▶ **Material**:
——

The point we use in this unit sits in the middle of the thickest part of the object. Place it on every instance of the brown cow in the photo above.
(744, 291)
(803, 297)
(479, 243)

——

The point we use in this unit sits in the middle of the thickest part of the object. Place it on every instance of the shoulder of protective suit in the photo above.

——

▶ **Written instruction**: Pull out each line from the entries above that contains the word "every".

▶ **Answer to the exercise**:
The point we use in this unit sits in the middle of the thickest part of the object. Place it on every instance of the brown cow in the photo above.
The point we use in this unit sits in the middle of the thickest part of the object. Place it on every instance of the shoulder of protective suit in the photo above.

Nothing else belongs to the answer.